_Quoted passage_.
START

How do you commentate on a catastrophe in slow motion?
Welcome to the world of Niwa's Ben Noll.
The New Yorker has become one of our most visible and energetic meteorologists, fielding reporters' calls on everything from hail to heatwaves, in between spending eight hours a day making sense ofa constant stream of data and guidance.
Trying to explain the blurry influence of a warming planet on our day-to-day weather isn't easy - if just for the simple reason that climate isn't the same as weather.
"No single event is caused by climate change, but each has what you might call a climate change handprint," the Niwa forecaster says.
"It might be that more moisture has come with warmer seas, or that a heatwave has been made more likely, because we live in an Earth warmer than it was even four or five decades ago."
Back in July 2014, a storm slammed into Northland, putting thousands of hectares of dairy land underwater and causing some $18m in damage.
Amid that five-day deluge, a young mother drowned at Haruru Falls and emergency crews had to mount more than a dozen rescues.
It was one of the worst weather events in the region's history. It was also one of only a handful ever studied here for their direct link to climate change - global warming effectively doubled the chances of the event happening.
Already, climate change has lifted our land and sea temperatures; contributed to 22cm of sea level rise in the past century; driven acidification of our oceans; and helped strip our glaciers of a third of their ice within just four decades.
In some parts of the country, climate change has been manifesting with drier soils, fewer frost days and shifted rain patterns.
It's been implicated, among other drivers, in our hottest summer (2018) and our hottest year (2016).
Noll said that, while we couldn't precisely say to what extent climate change was a driver in a given weather event, it was an area of emerging research.
Today, a team of New Zealand researchers are working under a new million-dollar project aimed at picking the picture apart.
The model they're working toward, building off a decade of data, would tell us the exact difference that climate change made to an event like the Northland storm – and within just a day or two of it happening.
Not too long ago, people in Noll's line of work were reluctant to even touch the subject.
What comments forecasters did make were limited to pointing out that a big rain event, or a drought, was what we could expect under a projected warmer future.
"Even just going back a decade, we meteorologists were just sticking to the weather.
"Over time, a lot more literature has come out about increasing global temperatures and precipitation extremes. That's probably opened a lot of our eyes to it – even those who were 50/50 about its influence."

END

_Problem A_.
Pull out every line of the records that contains the string "painted".
The climate change article has no connection to the records.

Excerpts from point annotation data
START

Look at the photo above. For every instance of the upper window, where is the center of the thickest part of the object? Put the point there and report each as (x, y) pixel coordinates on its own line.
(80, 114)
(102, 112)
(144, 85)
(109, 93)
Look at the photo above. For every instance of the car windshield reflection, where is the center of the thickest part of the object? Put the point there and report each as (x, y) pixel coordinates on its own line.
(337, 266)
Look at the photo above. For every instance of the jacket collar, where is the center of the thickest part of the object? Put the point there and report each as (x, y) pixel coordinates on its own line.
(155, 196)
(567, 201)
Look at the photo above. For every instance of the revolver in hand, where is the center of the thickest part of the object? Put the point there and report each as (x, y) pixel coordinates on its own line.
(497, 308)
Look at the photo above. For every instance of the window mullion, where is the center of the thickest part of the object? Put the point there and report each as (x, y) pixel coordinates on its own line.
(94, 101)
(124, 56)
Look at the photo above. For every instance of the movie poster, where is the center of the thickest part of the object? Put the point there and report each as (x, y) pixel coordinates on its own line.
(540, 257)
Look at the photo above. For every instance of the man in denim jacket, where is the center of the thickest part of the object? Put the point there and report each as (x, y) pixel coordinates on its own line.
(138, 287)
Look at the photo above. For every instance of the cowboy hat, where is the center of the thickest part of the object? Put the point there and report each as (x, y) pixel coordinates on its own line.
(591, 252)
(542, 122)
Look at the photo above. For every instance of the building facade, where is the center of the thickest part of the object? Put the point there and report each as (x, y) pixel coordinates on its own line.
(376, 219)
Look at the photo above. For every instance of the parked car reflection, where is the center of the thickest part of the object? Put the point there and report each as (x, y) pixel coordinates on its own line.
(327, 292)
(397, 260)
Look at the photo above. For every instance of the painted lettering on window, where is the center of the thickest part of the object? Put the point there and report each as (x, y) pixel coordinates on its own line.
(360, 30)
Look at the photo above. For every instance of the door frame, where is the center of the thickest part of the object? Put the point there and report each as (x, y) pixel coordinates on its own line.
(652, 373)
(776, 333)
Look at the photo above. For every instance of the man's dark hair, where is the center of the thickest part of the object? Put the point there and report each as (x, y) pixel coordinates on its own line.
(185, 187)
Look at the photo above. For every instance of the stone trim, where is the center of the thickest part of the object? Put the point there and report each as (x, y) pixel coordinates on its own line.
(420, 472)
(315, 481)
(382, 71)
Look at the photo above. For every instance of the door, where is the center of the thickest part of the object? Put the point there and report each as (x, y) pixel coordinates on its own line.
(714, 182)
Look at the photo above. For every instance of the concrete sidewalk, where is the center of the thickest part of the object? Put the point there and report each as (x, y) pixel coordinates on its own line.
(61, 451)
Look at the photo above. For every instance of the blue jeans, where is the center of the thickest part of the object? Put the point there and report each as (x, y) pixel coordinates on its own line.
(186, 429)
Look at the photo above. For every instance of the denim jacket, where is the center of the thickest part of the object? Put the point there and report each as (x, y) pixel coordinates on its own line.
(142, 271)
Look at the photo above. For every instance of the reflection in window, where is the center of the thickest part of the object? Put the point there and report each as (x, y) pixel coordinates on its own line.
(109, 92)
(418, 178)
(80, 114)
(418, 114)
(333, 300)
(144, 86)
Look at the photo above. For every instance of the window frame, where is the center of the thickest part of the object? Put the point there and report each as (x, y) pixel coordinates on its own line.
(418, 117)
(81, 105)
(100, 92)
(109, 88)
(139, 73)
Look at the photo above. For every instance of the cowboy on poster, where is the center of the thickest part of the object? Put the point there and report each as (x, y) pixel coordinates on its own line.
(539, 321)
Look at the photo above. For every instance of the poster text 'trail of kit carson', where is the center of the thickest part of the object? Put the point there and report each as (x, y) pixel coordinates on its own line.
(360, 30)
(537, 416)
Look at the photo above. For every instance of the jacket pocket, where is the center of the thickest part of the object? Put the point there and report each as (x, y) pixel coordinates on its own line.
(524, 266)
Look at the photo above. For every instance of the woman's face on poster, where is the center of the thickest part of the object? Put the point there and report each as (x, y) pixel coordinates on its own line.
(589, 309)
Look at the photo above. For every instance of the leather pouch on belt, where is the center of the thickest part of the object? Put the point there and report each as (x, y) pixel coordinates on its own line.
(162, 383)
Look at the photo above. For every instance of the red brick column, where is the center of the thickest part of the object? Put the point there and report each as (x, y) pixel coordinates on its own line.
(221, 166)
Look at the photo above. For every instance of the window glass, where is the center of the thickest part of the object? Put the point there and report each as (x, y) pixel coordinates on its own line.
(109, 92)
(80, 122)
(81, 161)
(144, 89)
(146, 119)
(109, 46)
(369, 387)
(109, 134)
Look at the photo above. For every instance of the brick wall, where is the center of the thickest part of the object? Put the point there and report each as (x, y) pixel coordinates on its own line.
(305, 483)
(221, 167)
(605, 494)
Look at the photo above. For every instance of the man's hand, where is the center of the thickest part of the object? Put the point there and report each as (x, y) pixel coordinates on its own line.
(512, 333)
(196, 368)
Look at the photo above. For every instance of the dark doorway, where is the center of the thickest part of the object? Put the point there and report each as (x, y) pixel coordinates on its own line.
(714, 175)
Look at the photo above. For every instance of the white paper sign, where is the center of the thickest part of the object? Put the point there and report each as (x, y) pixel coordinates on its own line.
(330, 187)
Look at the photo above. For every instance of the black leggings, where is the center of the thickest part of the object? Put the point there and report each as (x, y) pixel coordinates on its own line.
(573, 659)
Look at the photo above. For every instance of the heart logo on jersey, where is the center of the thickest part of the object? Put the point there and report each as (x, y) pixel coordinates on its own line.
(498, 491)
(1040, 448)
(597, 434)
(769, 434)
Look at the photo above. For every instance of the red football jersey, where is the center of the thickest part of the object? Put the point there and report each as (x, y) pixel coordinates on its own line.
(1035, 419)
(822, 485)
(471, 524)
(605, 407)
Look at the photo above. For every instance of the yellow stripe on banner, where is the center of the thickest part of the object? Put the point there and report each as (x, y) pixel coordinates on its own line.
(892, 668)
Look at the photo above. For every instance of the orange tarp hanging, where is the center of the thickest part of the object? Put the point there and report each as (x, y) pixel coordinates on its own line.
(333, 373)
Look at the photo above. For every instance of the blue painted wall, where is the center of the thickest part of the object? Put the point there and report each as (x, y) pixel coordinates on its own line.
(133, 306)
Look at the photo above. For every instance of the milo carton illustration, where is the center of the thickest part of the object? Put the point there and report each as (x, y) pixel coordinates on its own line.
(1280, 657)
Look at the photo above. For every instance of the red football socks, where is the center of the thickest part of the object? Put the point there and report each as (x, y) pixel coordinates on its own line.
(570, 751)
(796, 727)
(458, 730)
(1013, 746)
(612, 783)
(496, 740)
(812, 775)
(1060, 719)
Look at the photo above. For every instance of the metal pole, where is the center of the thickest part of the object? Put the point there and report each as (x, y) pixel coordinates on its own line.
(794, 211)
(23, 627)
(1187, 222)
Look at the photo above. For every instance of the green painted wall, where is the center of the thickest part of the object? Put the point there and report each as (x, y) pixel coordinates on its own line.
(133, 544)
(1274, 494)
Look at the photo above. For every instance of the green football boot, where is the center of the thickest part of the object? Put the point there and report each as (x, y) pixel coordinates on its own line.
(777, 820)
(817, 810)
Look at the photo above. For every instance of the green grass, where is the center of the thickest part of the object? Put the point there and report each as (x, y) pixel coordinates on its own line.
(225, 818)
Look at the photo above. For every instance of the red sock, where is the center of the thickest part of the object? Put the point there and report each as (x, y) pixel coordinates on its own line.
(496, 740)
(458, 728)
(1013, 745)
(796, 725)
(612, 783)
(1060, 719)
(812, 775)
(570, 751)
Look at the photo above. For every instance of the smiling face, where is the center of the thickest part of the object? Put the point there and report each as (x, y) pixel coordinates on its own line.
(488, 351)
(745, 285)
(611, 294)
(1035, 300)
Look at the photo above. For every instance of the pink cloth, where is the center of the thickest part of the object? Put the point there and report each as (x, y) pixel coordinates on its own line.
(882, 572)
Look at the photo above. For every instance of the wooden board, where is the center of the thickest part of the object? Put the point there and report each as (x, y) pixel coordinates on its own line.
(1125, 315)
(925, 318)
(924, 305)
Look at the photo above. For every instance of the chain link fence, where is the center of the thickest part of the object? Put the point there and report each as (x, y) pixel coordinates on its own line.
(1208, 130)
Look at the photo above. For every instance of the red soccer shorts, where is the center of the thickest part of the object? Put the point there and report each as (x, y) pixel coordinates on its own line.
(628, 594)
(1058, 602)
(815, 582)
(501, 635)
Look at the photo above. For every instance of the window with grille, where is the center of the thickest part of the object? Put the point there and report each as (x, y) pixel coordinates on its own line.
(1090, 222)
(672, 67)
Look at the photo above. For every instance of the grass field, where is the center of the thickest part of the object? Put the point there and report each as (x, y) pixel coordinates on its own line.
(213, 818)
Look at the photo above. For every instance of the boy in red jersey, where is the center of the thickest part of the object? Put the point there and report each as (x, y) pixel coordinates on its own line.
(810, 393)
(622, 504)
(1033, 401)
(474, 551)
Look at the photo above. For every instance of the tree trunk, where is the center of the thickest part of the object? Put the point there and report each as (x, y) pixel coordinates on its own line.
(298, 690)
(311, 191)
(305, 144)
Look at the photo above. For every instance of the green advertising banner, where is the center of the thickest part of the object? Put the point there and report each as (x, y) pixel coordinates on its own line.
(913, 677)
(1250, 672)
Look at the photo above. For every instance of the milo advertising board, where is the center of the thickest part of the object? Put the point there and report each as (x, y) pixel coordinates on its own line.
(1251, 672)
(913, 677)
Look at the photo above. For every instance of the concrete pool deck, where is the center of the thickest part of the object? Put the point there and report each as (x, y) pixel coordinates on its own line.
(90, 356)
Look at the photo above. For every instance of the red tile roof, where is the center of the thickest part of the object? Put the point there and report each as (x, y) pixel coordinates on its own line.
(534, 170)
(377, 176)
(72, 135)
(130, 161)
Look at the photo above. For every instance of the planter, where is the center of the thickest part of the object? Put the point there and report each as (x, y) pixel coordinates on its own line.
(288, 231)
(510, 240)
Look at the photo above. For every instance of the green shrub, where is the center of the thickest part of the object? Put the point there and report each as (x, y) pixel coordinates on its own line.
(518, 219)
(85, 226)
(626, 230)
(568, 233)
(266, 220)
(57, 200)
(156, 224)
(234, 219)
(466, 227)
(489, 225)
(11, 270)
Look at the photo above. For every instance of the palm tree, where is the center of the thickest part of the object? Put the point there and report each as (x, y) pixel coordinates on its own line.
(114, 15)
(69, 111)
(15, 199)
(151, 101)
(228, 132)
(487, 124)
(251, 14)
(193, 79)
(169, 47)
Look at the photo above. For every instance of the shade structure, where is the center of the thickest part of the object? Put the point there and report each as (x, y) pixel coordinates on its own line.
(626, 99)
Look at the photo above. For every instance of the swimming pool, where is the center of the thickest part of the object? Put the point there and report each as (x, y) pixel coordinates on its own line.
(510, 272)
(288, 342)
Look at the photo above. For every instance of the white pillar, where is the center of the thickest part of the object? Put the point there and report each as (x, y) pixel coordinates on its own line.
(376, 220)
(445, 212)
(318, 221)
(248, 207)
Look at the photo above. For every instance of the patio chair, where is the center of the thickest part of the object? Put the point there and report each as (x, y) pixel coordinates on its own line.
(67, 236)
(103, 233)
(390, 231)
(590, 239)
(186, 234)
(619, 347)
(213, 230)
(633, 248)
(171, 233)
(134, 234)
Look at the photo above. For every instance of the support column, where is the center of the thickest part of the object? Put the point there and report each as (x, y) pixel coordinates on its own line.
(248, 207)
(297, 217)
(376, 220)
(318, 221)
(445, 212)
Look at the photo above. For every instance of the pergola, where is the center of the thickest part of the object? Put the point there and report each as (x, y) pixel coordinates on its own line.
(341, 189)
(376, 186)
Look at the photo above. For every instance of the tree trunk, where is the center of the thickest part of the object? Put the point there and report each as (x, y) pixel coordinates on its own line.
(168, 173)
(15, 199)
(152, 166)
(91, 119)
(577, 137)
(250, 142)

END

_Problem B_.
Write a continuation of the climate change article, starting right after its final sentence.

_Task output A_.
Look at the photo above. For every instance of the painted lettering on window, where is the center of the thickest part of the object? Put the point there and report each as (x, y) pixel coordinates on its own line.
Look at the photo above. For every instance of the blue painted wall, where is the center of the thickest part of the object? Put the point there and report each as (x, y) pixel coordinates on its own line.
Look at the photo above. For every instance of the green painted wall, where is the center of the thickest part of the object? Put the point there and report each as (x, y) pixel coordinates on its own line.

_Task output B_.
But it was still a fine line to tread.
Noll pointed to the long-term average Niwa used to categorise temperatures as below, near or above average.
Under the current baseline - comparing our average temperatures today to what New Zealand experienced between 1981 and 2010 – the country has seen more than 30 consecutive "above average" months, largely as a result of warmer coastal seas.
That baseline was about to shift to the 1991 to 2020 period, meaning we soon might hear more months being described as "average" again.
"Yet, if you want to compare a month today with the 1971 to 2000 stretch, it's going to be apples and oranges."
Another tricky issue was how to discuss balmy weather in the middle of winter.
"There was a day this winter that was actually really warm, for winter standards – it was about 17C or 18C, and obviously well above average for that time of year," he said.
"We posted about it in a positive light, like, you know, hey, enjoy the warm weather, but in some of the feedback we got, people told us, should we really be enjoying this? Is this a sign of climate change? So I'm really fascinated about how we go about communicating this stuff."
The most common question he fielded from friends was still whether climate change was actually happening, but he suspected that question would soon shift to "how will climate change affect me?"
When it comes to the climate and weather itself, scientists have given us plenty of broad projections.
For instance, Wellington's 2050 climate will resemble Auckland's today, while Auckland will feel more like Sydney.
Average temperatures would be, at best, 0.5C warmer than today - meaning roughly 50 per cent more heatwaves, more droughts and more river floods.
Other estimates have indicated that, by that time, and with 30cm of sea level rise, a one-in-100 year flood would become an annual event in Wellington, a one-in-two year event in Dunedin, and a one-in-four year event in Auckland.
The once-in-a-century January 2011 storm that put much of Auckland's Northwestern Motorway underwater would also happen once every four years - and 40cm would make it a two-year occurrence.
By the end of the century, assuming greenhouse gas emissions continued to climb close to current levels, many parts of our country will record more than 80 days a year above 25C.
Most places typically only have between 20 and 40 days above that now, yet, already, about 14 elderly people in Auckland and Christchurch die each year when the mercury climbs above 20C.
"There are some people who are really downtrodden about climate change," Noll said.
"For me, and maybe it's the way I'm wired, I try to see it through a bit more of a positive lens. I see it as a time of opportunity. We can still control our own destiny, but granted, even if we stopped sending carbon dioxide into the atmosphere now, it's going to take a long time to really turn that knob off."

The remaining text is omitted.